### Point annotation data
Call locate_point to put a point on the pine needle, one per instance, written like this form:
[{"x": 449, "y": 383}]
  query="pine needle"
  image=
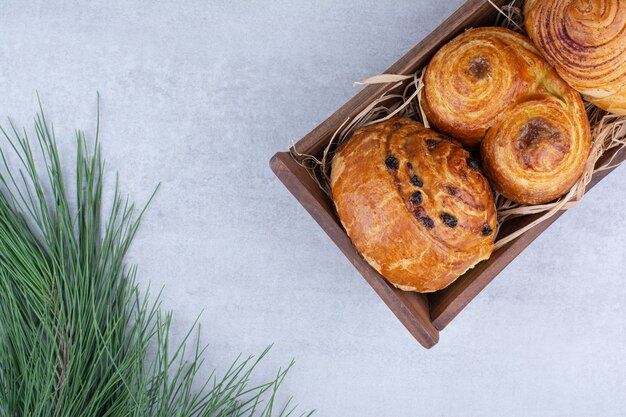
[{"x": 77, "y": 338}]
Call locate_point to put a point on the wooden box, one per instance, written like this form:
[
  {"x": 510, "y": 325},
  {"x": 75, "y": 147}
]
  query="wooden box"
[{"x": 424, "y": 315}]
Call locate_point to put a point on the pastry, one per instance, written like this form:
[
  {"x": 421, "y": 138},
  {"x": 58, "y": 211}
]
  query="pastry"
[
  {"x": 490, "y": 86},
  {"x": 585, "y": 40},
  {"x": 414, "y": 203}
]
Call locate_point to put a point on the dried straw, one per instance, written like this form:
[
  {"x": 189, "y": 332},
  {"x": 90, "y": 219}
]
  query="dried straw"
[{"x": 402, "y": 98}]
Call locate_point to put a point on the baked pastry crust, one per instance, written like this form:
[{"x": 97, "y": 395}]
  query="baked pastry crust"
[
  {"x": 586, "y": 43},
  {"x": 491, "y": 86},
  {"x": 414, "y": 203}
]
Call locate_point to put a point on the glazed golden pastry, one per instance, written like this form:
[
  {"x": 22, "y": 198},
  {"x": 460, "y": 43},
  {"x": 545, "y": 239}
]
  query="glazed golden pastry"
[
  {"x": 490, "y": 86},
  {"x": 414, "y": 203},
  {"x": 585, "y": 40}
]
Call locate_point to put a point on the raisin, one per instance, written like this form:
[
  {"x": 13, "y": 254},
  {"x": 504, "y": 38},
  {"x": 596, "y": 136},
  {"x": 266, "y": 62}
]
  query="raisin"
[
  {"x": 449, "y": 220},
  {"x": 392, "y": 163},
  {"x": 473, "y": 164},
  {"x": 416, "y": 181},
  {"x": 428, "y": 222},
  {"x": 416, "y": 198}
]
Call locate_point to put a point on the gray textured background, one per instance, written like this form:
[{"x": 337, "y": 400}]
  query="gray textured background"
[{"x": 199, "y": 95}]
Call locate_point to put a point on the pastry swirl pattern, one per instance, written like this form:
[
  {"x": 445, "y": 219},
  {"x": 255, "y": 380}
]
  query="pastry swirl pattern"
[
  {"x": 490, "y": 86},
  {"x": 585, "y": 40},
  {"x": 414, "y": 203}
]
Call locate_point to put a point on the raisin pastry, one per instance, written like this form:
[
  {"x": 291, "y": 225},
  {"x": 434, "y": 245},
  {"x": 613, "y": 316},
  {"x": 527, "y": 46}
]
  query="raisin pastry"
[
  {"x": 490, "y": 86},
  {"x": 414, "y": 203},
  {"x": 585, "y": 40}
]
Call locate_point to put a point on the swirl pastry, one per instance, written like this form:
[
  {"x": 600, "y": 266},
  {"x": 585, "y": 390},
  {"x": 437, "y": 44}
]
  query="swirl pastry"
[
  {"x": 414, "y": 203},
  {"x": 490, "y": 86},
  {"x": 585, "y": 40}
]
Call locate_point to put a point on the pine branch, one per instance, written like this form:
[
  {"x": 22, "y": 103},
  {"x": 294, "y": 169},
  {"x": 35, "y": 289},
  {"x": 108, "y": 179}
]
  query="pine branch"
[{"x": 75, "y": 331}]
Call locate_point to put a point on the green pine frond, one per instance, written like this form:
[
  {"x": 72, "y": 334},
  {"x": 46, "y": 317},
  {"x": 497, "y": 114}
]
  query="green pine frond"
[{"x": 77, "y": 338}]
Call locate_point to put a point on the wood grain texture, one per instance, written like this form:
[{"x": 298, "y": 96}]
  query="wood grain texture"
[{"x": 423, "y": 315}]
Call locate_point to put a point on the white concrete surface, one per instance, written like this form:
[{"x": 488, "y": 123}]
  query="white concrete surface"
[{"x": 199, "y": 95}]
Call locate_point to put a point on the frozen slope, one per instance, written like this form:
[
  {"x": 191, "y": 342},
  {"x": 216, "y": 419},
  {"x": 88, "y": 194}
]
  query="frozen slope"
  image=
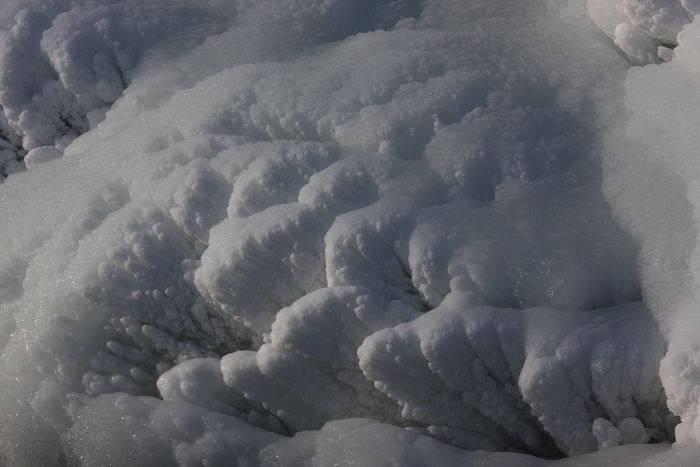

### SHORT EXERCISE
Find each line in the material that contains the word "straw" and copy those lines.

### OUTPUT FOR THIS EXERCISE
Call locate_point to put a point on the dried straw, one per instance, written like this form:
  query="dried straw"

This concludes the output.